**Problem details:**
Copy out the lines from the line with "of the concrete" to the line with "[[380, 228]]", requests included, and shift every coordinate in the answers by adding 145 to it.

··· Given records ···

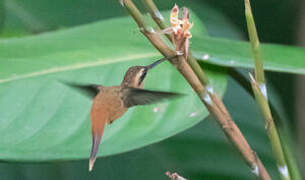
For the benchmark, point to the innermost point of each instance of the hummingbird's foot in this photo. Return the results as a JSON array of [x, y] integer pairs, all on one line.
[[91, 163]]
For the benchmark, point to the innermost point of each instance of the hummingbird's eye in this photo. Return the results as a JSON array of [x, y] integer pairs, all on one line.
[[142, 76]]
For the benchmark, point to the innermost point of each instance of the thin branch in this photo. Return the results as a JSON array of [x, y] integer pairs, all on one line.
[[259, 88], [155, 13], [206, 94]]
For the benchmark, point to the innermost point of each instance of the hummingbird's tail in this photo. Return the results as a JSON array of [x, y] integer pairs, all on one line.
[[96, 139]]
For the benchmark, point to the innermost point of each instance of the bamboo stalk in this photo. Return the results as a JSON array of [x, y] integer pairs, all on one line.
[[259, 88], [205, 93]]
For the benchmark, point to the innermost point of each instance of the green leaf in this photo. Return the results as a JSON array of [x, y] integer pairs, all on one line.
[[42, 119], [228, 53], [202, 152]]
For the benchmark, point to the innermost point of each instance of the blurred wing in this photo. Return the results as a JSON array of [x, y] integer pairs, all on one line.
[[135, 96], [90, 90]]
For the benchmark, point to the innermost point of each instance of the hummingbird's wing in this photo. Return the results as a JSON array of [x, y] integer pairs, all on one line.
[[136, 96], [90, 90]]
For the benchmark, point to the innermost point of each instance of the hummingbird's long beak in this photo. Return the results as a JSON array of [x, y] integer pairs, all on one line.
[[157, 62]]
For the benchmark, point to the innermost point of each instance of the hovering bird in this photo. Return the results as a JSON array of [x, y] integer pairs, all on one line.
[[110, 103]]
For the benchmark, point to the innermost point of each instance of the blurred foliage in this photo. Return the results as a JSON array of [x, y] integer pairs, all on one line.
[[199, 153]]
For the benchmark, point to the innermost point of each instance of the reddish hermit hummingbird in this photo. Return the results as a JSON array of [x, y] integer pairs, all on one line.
[[110, 103]]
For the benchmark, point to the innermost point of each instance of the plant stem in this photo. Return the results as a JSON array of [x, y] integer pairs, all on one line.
[[155, 14], [206, 95], [259, 88]]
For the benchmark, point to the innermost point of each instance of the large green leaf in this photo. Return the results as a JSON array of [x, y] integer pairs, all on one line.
[[231, 53], [42, 119], [201, 152]]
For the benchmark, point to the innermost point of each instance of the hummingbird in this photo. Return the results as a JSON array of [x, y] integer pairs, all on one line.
[[110, 103]]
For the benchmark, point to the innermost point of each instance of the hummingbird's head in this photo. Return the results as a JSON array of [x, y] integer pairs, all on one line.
[[135, 75]]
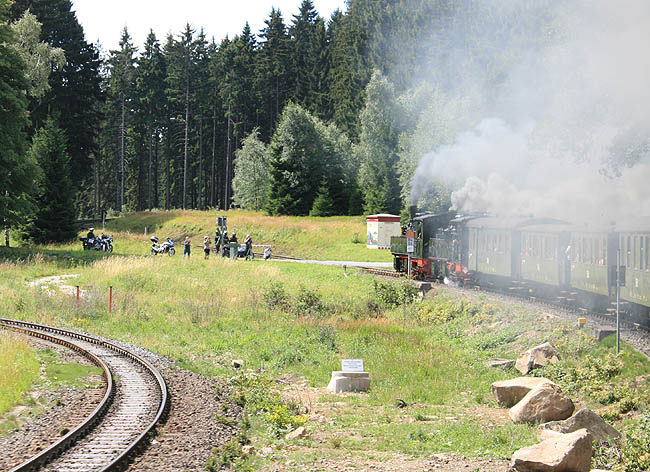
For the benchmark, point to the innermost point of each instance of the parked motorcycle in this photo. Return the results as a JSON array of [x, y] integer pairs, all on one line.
[[106, 242], [101, 243], [167, 246]]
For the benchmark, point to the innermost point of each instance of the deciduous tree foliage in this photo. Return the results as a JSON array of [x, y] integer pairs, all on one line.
[[377, 148], [251, 181]]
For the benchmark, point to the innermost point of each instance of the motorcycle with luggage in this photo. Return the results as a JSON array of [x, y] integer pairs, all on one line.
[[166, 247]]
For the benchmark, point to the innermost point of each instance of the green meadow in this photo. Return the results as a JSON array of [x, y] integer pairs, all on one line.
[[297, 321]]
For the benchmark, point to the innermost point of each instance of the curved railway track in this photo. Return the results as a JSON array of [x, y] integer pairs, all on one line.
[[135, 401]]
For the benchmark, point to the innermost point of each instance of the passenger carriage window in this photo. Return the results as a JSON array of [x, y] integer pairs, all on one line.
[[642, 251], [628, 246]]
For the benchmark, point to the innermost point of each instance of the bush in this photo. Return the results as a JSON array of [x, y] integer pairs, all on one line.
[[635, 454], [308, 303], [275, 297]]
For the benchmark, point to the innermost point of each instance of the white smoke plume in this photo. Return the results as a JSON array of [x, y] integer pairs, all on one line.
[[569, 134]]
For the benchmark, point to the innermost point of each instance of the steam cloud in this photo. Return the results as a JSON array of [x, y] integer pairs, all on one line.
[[568, 135]]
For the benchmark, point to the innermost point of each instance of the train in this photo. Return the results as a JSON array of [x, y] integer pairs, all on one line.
[[544, 258]]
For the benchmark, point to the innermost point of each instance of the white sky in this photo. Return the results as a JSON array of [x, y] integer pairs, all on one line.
[[103, 20]]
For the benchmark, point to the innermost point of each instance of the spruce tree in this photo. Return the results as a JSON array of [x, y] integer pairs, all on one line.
[[75, 95], [18, 172], [323, 203], [55, 218]]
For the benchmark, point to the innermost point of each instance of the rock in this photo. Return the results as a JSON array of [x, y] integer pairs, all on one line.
[[500, 363], [587, 419], [545, 434], [567, 453], [539, 356], [299, 432], [544, 403], [509, 392]]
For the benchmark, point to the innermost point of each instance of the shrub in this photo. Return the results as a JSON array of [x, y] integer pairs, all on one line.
[[275, 297], [308, 303], [635, 454]]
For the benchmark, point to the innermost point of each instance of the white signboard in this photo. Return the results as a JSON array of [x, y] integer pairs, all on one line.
[[410, 244], [352, 365]]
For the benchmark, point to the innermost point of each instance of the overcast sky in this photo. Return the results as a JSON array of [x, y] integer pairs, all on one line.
[[103, 20]]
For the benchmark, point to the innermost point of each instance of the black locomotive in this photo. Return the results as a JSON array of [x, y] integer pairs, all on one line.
[[539, 257]]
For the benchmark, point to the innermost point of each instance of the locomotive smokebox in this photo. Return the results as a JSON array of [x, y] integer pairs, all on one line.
[[413, 209]]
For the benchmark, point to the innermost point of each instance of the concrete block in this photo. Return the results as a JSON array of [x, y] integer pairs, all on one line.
[[349, 382]]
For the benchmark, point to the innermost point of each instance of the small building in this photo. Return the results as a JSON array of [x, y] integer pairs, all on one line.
[[380, 228]]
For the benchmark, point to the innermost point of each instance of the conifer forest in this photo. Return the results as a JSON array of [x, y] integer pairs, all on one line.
[[361, 112]]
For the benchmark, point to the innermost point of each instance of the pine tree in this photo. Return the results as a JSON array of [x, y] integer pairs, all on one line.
[[55, 218], [18, 173], [275, 76], [75, 95], [122, 92], [308, 41], [323, 203], [150, 85]]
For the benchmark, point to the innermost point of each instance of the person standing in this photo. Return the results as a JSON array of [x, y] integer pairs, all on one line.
[[186, 250], [206, 246]]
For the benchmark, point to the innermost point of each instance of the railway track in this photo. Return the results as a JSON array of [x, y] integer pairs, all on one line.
[[135, 401], [633, 333], [381, 272]]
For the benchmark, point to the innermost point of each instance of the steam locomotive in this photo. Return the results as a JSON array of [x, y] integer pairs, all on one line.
[[540, 257]]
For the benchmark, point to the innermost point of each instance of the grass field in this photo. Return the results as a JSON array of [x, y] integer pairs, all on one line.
[[297, 321]]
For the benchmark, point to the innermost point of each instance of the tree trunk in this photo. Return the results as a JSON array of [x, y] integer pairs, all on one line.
[[200, 193], [186, 146], [213, 193], [122, 151]]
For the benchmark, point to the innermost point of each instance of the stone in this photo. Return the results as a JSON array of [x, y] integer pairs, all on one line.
[[544, 403], [248, 450], [587, 419], [349, 382], [500, 363], [509, 392], [544, 434], [299, 432], [539, 356], [567, 453]]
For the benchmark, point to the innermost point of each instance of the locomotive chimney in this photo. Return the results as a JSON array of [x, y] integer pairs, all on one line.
[[413, 211]]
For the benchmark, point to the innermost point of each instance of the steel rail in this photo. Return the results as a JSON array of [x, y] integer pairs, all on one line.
[[64, 443]]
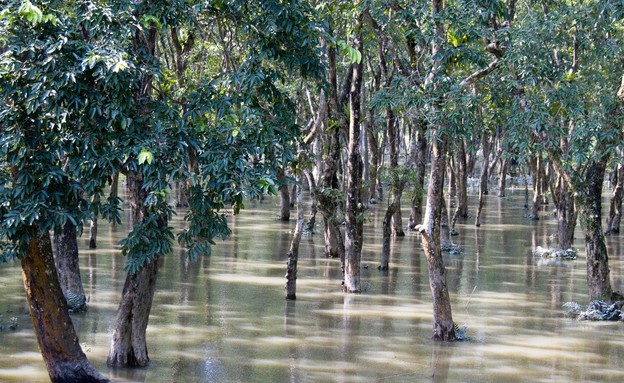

···

**Reply to the exercise:**
For the benchmark, point to the innermost point of each instance of the concrete block in this photo. Return the results as a JSON array of [x, y] integer pairs, all on one line.
[[494, 527]]
For the benchmark, point to the innermost point of each instance of the small building in this photo. Return the results as a JSON array of [x, y] integer pairs, all on one line.
[[525, 373]]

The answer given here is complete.